**Provided text**
For anyone thinking of reading Silverlock, I strongly recommend getting the NESFA Press edition, which is still in print, since, along with being a beautiful book, it contains The Silverlock Companion, a hundred and fifty pages of supplementary material including, most importantly, "A Reader’s Guide to the Commonwealth," a concordance of the literary allusions. Coming across an unfamiliar character or place, it can be looked up in the guide and the original source identified. Along with discovering literary antecedents I was unaware of, or only vaguely aware of, this additional background added to my understanding of Myers’s reasons for choosing the stories for Silverlock to interact with, in relation to his own progress as a character. Browsing through this compendium of eighteenth and nineteenth century novels, Greek, Norse, Irish, Icelandic, and Chinese myths and legends, American tall tales, and Old English poetry, Myers’ amazing achievement is brought home. (And those examples just scratch the surface. There are hundreds of stories referenced in Silverlock.) His goal, however, is not to point out his own erudition, but rather to celebrate the role of stories in our lives. His story–Silverlock–is just one more small region to be annexed by the Commonwealth. Instead, he wants to remind us of the beauty–dramatic, comedic, tragic, romantic, fantastic–of the literary and historical heritage of humanity. Like Shandon, we can’t stay in the Commonwealth forever, but visiting it will enrich our lives by providing access to people, ideas, and experiences that enrich our understanding and enjoyment of life.

**Task details**
In the Silverlock passage, what is "A Reader's Guide to the Commonwealth" described as?

**Extracted data**
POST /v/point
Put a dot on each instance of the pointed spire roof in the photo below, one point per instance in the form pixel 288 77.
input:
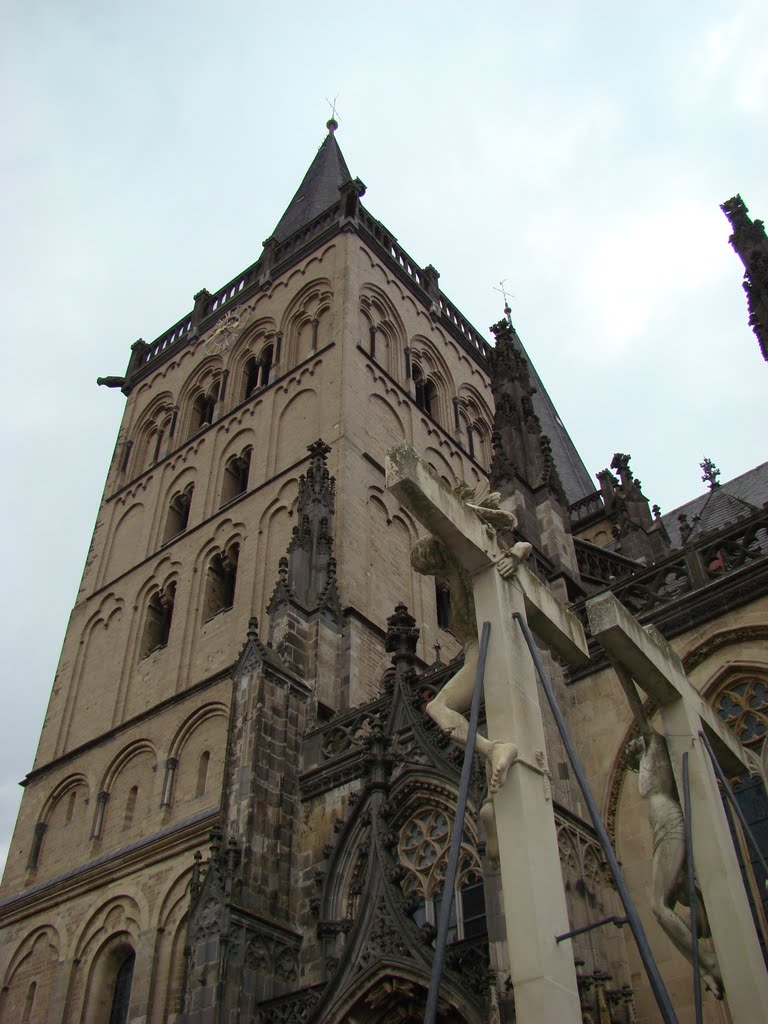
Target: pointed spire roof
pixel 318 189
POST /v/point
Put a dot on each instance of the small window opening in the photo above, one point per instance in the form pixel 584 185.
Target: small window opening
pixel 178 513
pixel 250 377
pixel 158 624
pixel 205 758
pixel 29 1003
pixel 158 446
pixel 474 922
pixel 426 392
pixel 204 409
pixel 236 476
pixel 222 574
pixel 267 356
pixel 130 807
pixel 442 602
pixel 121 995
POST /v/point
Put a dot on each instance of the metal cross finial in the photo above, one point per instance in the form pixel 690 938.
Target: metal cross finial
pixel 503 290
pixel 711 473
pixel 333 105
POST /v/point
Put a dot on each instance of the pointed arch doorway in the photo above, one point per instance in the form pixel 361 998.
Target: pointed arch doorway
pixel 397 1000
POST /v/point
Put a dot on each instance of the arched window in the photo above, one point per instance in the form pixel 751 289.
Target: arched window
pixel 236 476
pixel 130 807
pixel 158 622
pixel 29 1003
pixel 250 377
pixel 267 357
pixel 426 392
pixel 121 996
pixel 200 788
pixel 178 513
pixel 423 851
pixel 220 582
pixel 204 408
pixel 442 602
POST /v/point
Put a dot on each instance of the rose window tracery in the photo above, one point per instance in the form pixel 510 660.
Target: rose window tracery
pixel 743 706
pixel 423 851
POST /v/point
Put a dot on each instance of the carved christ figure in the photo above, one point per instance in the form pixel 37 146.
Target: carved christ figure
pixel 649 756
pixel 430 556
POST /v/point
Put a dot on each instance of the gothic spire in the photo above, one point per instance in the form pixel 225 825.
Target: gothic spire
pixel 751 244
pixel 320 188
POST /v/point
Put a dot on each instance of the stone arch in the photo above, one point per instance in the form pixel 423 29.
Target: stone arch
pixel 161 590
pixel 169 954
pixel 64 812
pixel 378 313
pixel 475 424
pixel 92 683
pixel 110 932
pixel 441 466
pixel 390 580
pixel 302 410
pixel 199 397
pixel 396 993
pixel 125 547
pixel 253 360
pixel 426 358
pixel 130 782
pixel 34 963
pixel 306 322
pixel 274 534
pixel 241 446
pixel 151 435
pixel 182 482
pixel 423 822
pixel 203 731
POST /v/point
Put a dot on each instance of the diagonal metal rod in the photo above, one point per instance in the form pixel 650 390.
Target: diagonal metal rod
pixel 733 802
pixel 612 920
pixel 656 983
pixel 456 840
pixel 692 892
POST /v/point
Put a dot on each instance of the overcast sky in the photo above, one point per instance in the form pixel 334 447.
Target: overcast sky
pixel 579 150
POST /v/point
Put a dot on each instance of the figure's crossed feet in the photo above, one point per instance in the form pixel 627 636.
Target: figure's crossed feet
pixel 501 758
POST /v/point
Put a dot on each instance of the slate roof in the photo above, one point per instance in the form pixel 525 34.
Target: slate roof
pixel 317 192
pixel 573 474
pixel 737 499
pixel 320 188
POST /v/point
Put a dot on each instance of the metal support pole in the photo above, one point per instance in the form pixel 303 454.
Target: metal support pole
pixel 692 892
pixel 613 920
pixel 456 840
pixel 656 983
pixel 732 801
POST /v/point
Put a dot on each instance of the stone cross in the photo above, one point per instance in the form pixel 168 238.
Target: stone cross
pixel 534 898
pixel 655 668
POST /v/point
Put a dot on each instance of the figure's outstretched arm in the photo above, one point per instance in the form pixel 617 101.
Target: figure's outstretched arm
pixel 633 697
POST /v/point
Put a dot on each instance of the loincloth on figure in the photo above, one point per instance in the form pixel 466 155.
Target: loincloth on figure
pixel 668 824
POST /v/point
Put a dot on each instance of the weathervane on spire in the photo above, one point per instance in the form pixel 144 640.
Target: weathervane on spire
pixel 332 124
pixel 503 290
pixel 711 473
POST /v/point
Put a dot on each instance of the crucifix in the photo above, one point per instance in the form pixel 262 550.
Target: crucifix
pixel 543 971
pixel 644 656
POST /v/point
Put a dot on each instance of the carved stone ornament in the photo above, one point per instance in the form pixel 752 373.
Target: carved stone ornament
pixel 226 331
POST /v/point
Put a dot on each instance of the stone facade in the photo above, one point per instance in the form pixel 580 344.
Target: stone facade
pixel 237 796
...
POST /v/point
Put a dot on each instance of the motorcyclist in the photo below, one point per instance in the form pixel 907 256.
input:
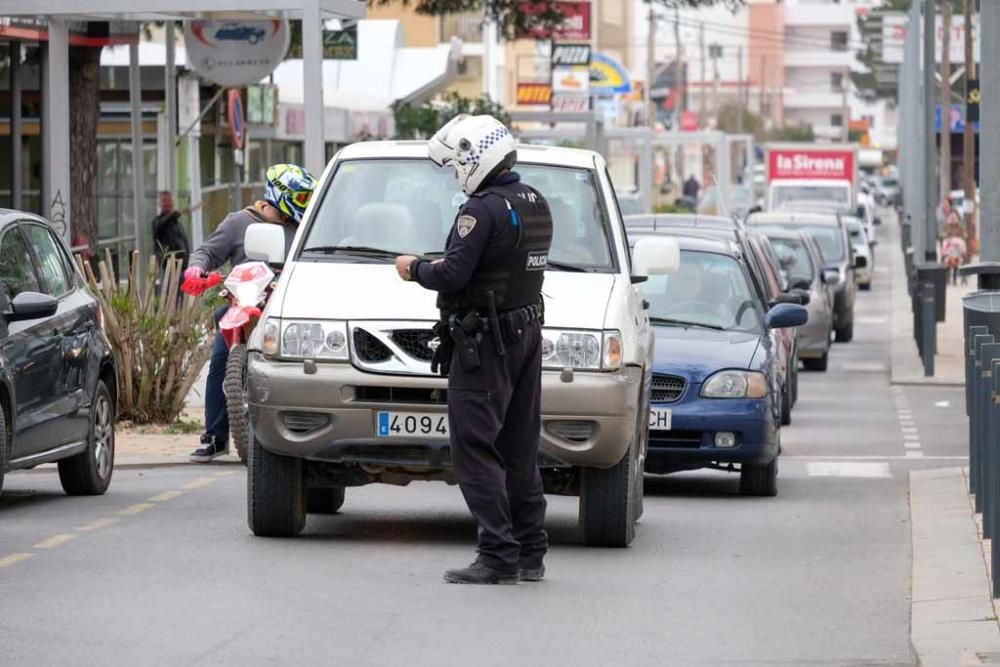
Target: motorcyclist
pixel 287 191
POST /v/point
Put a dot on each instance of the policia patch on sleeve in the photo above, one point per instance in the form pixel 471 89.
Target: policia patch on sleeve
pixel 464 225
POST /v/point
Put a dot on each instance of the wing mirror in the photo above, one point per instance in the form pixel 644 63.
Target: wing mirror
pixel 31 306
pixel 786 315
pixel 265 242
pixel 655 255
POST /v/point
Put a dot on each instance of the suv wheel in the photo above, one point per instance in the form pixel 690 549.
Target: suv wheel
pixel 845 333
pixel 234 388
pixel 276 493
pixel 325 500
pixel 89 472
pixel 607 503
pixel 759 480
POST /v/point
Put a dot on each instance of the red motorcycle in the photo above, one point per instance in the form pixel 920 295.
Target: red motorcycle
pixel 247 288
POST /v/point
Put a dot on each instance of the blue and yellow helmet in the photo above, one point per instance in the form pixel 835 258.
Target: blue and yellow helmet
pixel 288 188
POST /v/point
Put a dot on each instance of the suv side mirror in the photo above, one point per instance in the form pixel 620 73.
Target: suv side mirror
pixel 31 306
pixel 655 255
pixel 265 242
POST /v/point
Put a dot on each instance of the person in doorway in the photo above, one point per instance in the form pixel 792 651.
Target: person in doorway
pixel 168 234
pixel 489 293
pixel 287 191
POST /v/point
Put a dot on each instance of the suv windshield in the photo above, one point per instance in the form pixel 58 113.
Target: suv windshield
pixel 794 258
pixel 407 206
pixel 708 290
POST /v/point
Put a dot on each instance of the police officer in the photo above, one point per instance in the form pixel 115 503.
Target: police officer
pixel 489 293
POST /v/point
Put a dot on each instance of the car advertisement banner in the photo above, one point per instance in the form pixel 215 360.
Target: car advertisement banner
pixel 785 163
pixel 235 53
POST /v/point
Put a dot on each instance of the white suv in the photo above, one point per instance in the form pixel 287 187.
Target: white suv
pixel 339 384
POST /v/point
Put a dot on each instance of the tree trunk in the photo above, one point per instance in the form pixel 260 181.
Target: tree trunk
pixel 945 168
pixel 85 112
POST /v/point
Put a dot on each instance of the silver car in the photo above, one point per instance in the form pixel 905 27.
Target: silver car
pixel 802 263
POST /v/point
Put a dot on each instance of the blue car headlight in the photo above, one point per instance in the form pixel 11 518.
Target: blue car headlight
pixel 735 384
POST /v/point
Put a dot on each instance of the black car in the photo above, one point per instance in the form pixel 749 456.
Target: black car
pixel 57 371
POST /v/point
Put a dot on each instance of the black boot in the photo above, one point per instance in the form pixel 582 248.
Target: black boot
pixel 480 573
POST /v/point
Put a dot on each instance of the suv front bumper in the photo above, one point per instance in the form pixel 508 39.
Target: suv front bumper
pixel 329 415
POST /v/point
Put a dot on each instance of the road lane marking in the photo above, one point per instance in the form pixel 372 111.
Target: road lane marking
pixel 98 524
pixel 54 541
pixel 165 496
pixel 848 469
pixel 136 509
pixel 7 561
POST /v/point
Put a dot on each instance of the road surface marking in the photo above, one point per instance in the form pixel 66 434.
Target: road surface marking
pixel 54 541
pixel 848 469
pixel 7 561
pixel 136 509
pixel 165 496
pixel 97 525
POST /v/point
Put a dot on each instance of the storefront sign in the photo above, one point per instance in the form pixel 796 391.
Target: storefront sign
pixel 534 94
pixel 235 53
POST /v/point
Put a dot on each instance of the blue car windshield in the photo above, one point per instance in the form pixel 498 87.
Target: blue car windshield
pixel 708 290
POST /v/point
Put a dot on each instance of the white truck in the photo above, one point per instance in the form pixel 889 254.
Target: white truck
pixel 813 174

**The response**
A concordance of the literary allusions.